Aim of the task | Write the next part of the article on how freight forwarders are changing, picking up right after its last sentence.

Quoted text |

• • • • • • •

With the constant fluctuations in the global market, the freight industry is changing. With new technology, shipping demands, and changes in global policies, freight forwarders will also have to change to keep the pace. Logistics Trends and Insights has released their 2017 survey on the Evolution of the Freight Forwarder, which asked respondents how the freight forwarder is changing.

With the constant fluctuations in the global market, the freight industry is changing

“Indeed, the market is not only undergoing a redefinition, but it also has literally been caught in the middle of global, political and economic changes. Shifts in political thought favoring protectionism or populism, along with continued concerns within the ocean and air freight markets, have led many forwarders to seek acquisitions, new services, and new geographies in order to stay afloat. While gross revenues and volumes for many forwarders grew in the past year or so, they came at a price with lower profits and in some cases, a financial loss,” the report says.

What obstacles will forwarders have to overcome?

As the market continues to shift, what obstacles will forwarders have to overcome to keep pace with the changes within the freight industry?

Critical Pain Points for Forwarders

The major obstacles for forwarders according to the respondents, can be broken down into four categories. Tight margins make up the bulk of forwarders woes with 42 percent marking that as their primary concern. Rates and uncertain global environment are almost tied at 23 and 22 percent respectively. The remaining 13 percent lists capacity as their top concern, something which has been troubling the industry as a whole over the past few years.

Changing Customer Expectations

Of course, it isn’t just the market that is changing, but also the expectations of customers. The average consumer wants their products sooner and at a lower cost. To adapt, shippers need to push their supply chain in a new direction which means that forwarders have to be able to respond in kind. So what are customer expectations for a freight forwarder?

• • • • • • •

Information supplied |
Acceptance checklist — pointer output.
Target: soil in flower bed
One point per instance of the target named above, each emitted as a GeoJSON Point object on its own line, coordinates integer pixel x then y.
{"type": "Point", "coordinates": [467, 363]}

• • • • • • •

Task answer |
Shippers need to push their supply chain in a new direction

“Forwarders are indeed facing many challenges, but we must not forget the value they bring to the table. A new question for this year, we asked, “What do customers value most from a forwarder?” The majority of respondents, 33.7%, indicated trade expertise.

Visibility of cargo movements and ease and timeliness in booking freight

We found this interesting as it seems to play into the evolving definition of a forwarder as a facilitator, value-adder and a consultant. However, 45% of the responses were split among low rates, visibility of cargo movements and ease and timeliness in booking freight while 21.3% indicated additional thoughts including all of these choices, credibility, communication, and control, analysis, development of supply chain solutions.”

Changing Transportation

Another aspect of changing expectations from customers is that they want more ways to move their freight. As such, forwarders have to be able to provide multiple modes of transportation that best suit the customer’s needs. As a result, forwarders are seeing some changes in revenues based on modes of transportation.

Forwarders are seeing some changes in revenues based on modes of transportation.

Air transport is one of the biggest growing sectors of market gain shares for forwarders at 42.3 percent of the responses. Given the uncertainty of ocean shipping, it doesn’t come as much of a surprise that ocean freight has been on the decline for forwarders. Rail and trucking haven’t changed all that much. However, there has been a slight increase in rail use with 33 percent of responses indicating growth while only 14 percent have marked down that it was in decline.

Opportunities For Growth

Of course, the object of any successful business is to differentiate themselves from the competition. Niche markets are one strategy that some forwarders are going with, catering to specific needs of their customers, other forwarders might not be able to offer. However, 44.3 percent of the respondents said that their differentiation strategy would be to invest in new technology.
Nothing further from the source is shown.